EXTRACTED MATERIAL Block Start

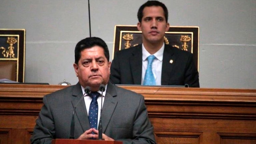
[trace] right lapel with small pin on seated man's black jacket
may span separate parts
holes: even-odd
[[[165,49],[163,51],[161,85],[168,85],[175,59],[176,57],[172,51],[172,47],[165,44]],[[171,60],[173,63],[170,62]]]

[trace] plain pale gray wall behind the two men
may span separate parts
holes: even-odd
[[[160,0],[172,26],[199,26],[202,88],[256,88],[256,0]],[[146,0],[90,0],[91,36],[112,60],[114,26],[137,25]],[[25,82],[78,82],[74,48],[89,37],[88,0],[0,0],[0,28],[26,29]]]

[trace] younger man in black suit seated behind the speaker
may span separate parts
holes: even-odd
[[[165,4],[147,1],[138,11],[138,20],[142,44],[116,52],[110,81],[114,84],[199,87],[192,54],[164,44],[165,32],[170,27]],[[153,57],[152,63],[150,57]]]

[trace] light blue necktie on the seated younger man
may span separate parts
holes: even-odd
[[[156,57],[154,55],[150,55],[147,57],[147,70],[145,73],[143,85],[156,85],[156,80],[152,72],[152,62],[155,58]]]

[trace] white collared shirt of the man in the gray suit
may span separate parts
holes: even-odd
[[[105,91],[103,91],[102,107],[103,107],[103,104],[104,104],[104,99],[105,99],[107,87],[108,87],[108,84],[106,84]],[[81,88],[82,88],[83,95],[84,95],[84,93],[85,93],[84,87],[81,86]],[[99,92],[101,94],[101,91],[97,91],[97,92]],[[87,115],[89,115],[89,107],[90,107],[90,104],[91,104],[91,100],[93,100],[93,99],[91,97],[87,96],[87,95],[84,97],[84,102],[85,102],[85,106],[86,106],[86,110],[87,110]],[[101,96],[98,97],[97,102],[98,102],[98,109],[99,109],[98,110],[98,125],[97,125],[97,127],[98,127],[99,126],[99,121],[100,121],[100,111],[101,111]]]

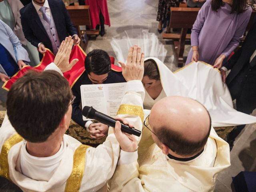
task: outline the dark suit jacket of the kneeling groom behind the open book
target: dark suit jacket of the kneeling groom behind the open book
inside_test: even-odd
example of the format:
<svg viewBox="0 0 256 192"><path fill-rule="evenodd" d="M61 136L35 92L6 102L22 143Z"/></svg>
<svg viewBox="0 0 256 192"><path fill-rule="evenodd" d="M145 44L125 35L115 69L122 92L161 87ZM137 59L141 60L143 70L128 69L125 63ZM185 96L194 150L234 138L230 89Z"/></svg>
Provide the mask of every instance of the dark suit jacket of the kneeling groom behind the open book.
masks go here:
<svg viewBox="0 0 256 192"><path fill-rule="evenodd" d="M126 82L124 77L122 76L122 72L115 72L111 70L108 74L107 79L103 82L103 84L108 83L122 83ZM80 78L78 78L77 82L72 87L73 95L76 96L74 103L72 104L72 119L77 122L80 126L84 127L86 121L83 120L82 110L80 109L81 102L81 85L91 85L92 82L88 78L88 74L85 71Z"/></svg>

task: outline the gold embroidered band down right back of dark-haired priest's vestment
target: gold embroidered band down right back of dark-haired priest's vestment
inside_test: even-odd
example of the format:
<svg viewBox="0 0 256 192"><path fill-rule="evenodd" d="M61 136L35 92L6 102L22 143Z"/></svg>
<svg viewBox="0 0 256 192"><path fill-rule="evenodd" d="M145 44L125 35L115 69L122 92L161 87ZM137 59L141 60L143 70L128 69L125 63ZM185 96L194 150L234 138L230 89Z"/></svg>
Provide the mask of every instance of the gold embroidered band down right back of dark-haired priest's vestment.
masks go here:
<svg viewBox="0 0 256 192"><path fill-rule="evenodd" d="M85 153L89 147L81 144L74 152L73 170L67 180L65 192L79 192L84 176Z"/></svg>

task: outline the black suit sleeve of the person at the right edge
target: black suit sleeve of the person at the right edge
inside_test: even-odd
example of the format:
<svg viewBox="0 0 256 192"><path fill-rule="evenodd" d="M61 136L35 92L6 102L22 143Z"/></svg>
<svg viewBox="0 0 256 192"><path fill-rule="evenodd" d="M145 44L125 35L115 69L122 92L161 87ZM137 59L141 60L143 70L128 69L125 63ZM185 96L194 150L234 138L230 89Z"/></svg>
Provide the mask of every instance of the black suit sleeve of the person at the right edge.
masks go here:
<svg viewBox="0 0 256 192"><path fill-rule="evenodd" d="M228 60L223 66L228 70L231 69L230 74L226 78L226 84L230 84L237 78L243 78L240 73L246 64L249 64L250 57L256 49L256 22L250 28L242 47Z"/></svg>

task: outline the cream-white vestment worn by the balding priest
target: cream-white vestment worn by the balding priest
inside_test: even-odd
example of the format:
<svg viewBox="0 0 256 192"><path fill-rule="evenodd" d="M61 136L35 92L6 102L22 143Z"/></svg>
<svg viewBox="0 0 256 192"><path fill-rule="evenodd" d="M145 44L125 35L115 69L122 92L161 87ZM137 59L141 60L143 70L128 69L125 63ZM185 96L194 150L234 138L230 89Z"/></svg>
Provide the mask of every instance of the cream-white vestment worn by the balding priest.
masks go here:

EXTRACTED MATERIAL Block End

• _TASK BRIEF_: The entries above, without their pictures, should be written out exactly.

• _EXERCISE ANSWER_:
[trace] right lapel with small pin on seated man's black jacket
may span separate parts
holes: even-odd
[[[165,49],[163,51],[161,85],[168,85],[175,59],[176,57],[172,51],[172,47],[165,44]],[[171,60],[173,63],[170,62]]]

[trace] plain pale gray wall behind the two men
may span separate parts
holes: even-odd
[[[160,0],[172,26],[199,26],[202,88],[256,88],[256,0]],[[146,0],[90,0],[91,36],[112,60],[114,26],[137,25]],[[25,82],[78,82],[74,48],[89,37],[88,0],[0,0],[0,28],[26,29]]]

[trace] younger man in black suit seated behind the speaker
may span separate parts
holes: even-odd
[[[165,4],[147,1],[138,11],[138,20],[142,44],[116,52],[110,81],[114,84],[199,87],[192,54],[164,44],[165,32],[170,27]],[[153,57],[152,63],[150,57]]]

[trace] light blue necktie on the seated younger man
may span separate parts
holes: even-odd
[[[156,57],[154,55],[150,55],[147,57],[147,70],[145,73],[143,85],[156,85],[156,80],[152,72],[152,62],[155,58]]]

[trace] white collared shirt of the man in the gray suit
may span separate parts
holes: even-odd
[[[105,91],[103,91],[102,107],[103,107],[103,104],[104,104],[104,99],[105,99],[107,87],[108,87],[108,84],[106,84]],[[81,88],[82,88],[83,95],[84,95],[84,93],[85,93],[84,87],[81,86]],[[99,92],[101,94],[101,91],[97,91],[97,92]],[[87,115],[89,115],[89,107],[90,107],[90,104],[91,104],[91,100],[93,100],[93,99],[91,97],[87,96],[87,95],[84,97],[84,102],[85,102],[85,106],[86,106],[86,110],[87,110]],[[101,96],[98,97],[97,102],[98,102],[98,109],[99,109],[98,110],[98,125],[97,125],[97,127],[98,127],[99,126],[99,121],[100,121],[100,111],[101,111]]]

task: outline the dark suit jacket of the kneeling groom behind the open book
target: dark suit jacket of the kneeling groom behind the open book
inside_test: even-odd
example of the format:
<svg viewBox="0 0 256 192"><path fill-rule="evenodd" d="M61 136L35 92L6 102L22 143Z"/></svg>
<svg viewBox="0 0 256 192"><path fill-rule="evenodd" d="M145 44L125 35L115 69L122 92L161 87ZM137 59L141 60L143 70L128 69L125 63ZM185 96L194 150L234 138L230 89Z"/></svg>
Provide the mask of every instance of the dark suit jacket of the kneeling groom behind the open book.
masks go here:
<svg viewBox="0 0 256 192"><path fill-rule="evenodd" d="M126 82L124 77L122 76L122 72L115 72L111 70L108 74L107 79L103 82L103 84L108 83L122 83ZM80 78L78 78L77 82L72 87L73 95L76 96L74 103L72 104L72 119L77 122L80 126L84 127L86 121L83 120L82 110L80 109L81 102L81 85L91 85L92 82L88 78L88 74L85 71Z"/></svg>

task: outline the gold embroidered band down right back of dark-haired priest's vestment
target: gold embroidered band down right back of dark-haired priest's vestment
inside_test: even-odd
example of the format:
<svg viewBox="0 0 256 192"><path fill-rule="evenodd" d="M61 136L35 92L6 102L22 143Z"/></svg>
<svg viewBox="0 0 256 192"><path fill-rule="evenodd" d="M145 44L125 35L115 69L122 92L161 87ZM137 59L141 60L143 70L128 69L125 63ZM185 96L194 150L234 138L230 89Z"/></svg>
Provide the mask of every instance of the gold embroidered band down right back of dark-haired priest's vestment.
masks go here:
<svg viewBox="0 0 256 192"><path fill-rule="evenodd" d="M85 153L89 147L81 144L74 152L73 170L67 180L65 192L79 192L84 176Z"/></svg>

task: outline the black suit sleeve of the person at the right edge
target: black suit sleeve of the person at the right edge
inside_test: even-odd
example of the format:
<svg viewBox="0 0 256 192"><path fill-rule="evenodd" d="M61 136L35 92L6 102L22 143Z"/></svg>
<svg viewBox="0 0 256 192"><path fill-rule="evenodd" d="M145 44L125 35L115 69L122 92L161 87ZM137 59L141 60L143 70L128 69L125 63ZM185 96L194 150L234 138L230 89Z"/></svg>
Provide the mask of every instance of the black suit sleeve of the person at the right edge.
masks go here:
<svg viewBox="0 0 256 192"><path fill-rule="evenodd" d="M228 60L223 66L228 70L231 69L230 74L226 78L226 84L230 84L237 78L243 78L240 73L246 64L249 64L250 57L256 49L256 22L250 28L242 47Z"/></svg>

task: outline the cream-white vestment worn by the balding priest
target: cream-white vestment worn by the balding priest
inside_test: even-odd
example of the format:
<svg viewBox="0 0 256 192"><path fill-rule="evenodd" d="M61 136L35 92L6 102L22 143Z"/></svg>
<svg viewBox="0 0 256 192"><path fill-rule="evenodd" d="M145 44L125 35L115 69L122 92L161 87ZM137 59L141 60L143 70L128 69L125 63ZM185 96L194 150L234 138L230 89Z"/></svg>
Provide the mask of every instance of the cream-white vestment worn by the balding priest.
masks go here:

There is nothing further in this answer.